EXTRACTED TEXT >>
■ ■ ■ ■ ■ ■ ■
# My partially blind pet pigeon



## treebeard (Oct 2, 2010)

The parents are notable flyers (roller crosses) and abandoned a 3 day-old chick. I raised the chick, at first, using the home-made mac milk recipe listed on here, then switched to Kaytee Exact. I also have guineas (who are also imprinted on me), so chick starter for the recipe was no problem. The guineas are grown, but will follow me around everywhere outside and will jump in my lap when ever I sit down.

Getting back to the pigeon, I first named the chick Gay (as in Enola Gay, other chicks from these parents are A-10 Warthog, who was an ugly looking baby, but turned out to be the most handsome fella in my loft, and F-17). Anyways, Gay is currently weaning and I raised Gay with the intent of putting him or her back in my loft with the other birds. As Gay grew, I noticed that one eye was smaller and inset than the other. In the light it looked eerie and hollow. Gay is blind in that eye. 

As soon as Gay could fly, he/she follows me around everywhere now and enjoys nothing more than sleeping on me and can be petted for hours on end. We both go down to take care of the other birds. The other birds approach Gay, but as soon as they see that spooky eye, it's "YEEE!".

Right now, Gay has free-flight of most of the house, I'll have to make some sort of containment for when I'm away. Even a half-blind pigeon is a more graceful flyer than any of my guineas. They remind me of a drunk C-130 trying to fly.
■ ■ ■ ■ ■ ■ ■
SUPPLIED DATA >>
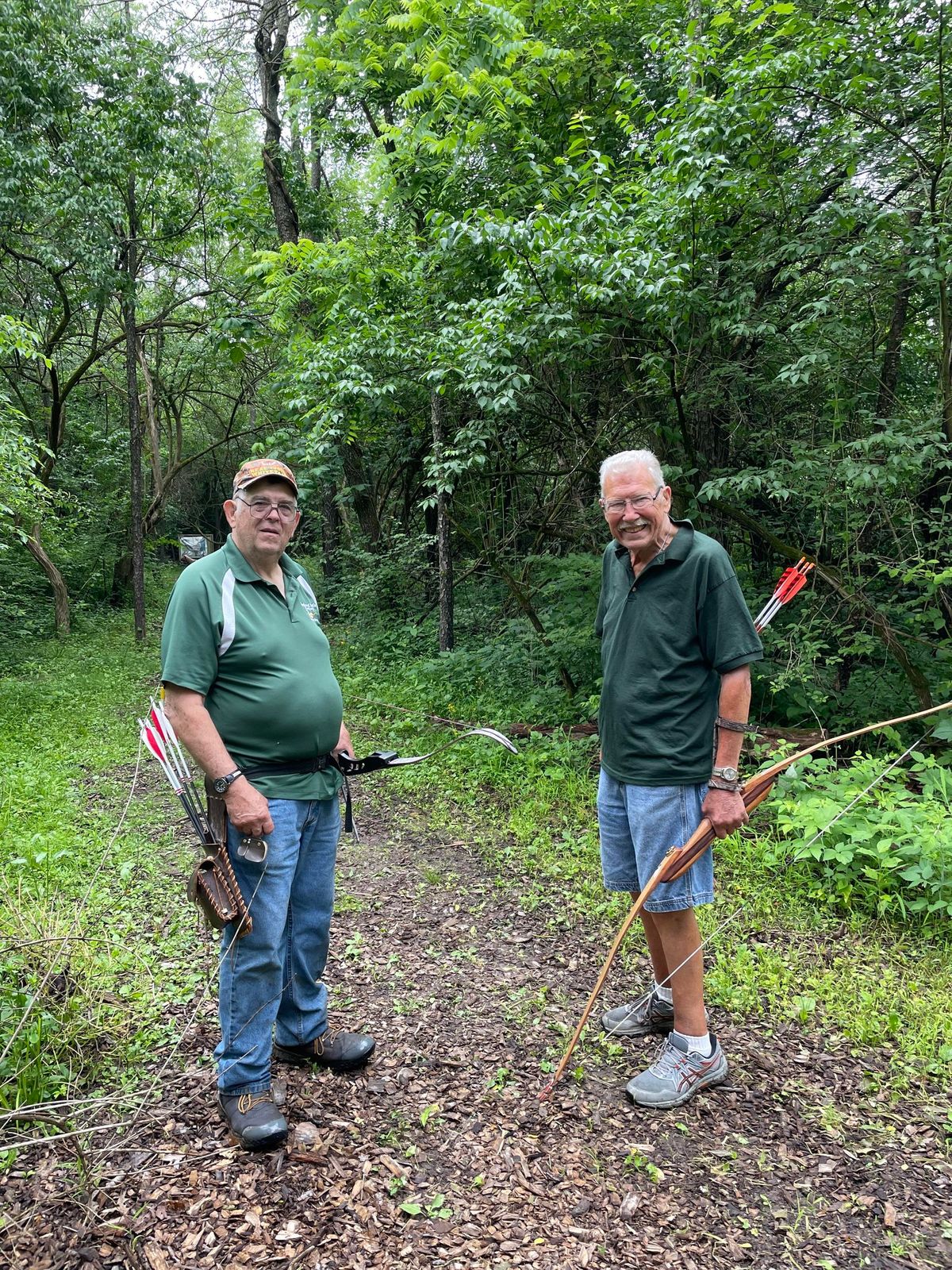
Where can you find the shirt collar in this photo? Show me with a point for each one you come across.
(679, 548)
■ ■ ■ ■ ■ ■ ■
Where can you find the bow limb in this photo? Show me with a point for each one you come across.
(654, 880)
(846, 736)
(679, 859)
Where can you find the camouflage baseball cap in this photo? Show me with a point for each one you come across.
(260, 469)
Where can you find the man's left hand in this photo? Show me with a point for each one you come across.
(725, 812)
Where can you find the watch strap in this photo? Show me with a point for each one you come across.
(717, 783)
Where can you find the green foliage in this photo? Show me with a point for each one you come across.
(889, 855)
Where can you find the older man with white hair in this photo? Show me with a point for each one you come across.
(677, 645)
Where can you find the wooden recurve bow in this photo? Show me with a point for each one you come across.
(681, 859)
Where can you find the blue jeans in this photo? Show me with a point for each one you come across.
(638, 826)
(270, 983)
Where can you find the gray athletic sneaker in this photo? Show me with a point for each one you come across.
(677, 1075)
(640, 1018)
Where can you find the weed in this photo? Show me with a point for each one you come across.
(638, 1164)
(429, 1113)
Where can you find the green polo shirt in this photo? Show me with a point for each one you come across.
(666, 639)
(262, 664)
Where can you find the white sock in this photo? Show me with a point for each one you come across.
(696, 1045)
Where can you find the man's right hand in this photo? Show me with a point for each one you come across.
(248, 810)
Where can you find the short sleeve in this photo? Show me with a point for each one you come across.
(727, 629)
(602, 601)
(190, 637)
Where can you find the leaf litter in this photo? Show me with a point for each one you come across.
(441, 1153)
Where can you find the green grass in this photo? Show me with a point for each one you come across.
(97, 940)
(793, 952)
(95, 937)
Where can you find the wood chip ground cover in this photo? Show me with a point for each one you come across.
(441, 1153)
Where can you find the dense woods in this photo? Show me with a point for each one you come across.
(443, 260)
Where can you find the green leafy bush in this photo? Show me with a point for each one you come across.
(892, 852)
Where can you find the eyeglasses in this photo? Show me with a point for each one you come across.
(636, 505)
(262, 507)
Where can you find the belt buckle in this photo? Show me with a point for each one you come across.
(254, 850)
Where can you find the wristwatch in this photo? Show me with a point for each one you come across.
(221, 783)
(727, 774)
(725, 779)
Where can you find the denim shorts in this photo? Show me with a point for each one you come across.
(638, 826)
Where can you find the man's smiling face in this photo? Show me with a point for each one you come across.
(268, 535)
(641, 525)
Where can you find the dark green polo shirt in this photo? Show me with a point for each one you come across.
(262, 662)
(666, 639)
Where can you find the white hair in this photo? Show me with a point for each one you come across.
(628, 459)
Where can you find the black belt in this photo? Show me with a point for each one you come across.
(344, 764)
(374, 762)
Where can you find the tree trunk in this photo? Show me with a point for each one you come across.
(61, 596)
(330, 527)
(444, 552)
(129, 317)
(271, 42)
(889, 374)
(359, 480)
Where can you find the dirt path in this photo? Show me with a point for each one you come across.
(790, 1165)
■ ■ ■ ■ ■ ■ ■
WRITTEN REQUEST 1 >> Transcribe the passage of the pigeon post that begins at the words "The parents are" and stops after "I sit down.".
WRITTEN REQUEST 2 >> According to the pigeon post, what did the writer switch to after first raising the chick on the home-made mac milk recipe?
You can leave the records aside; nothing here depends on them.

WORKED ANSWER 1 >>
The parents are notable flyers (roller crosses) and abandoned a 3 day-old chick. I raised the chick, at first, using the home-made mac milk recipe listed on here, then switched to Kaytee Exact. I also have guineas (who are also imprinted on me), so chick starter for the recipe was no problem. The guineas are grown, but will follow me around everywhere outside and will jump in my lap when ever I sit down.

WORKED ANSWER 2 >> Kaytee Exact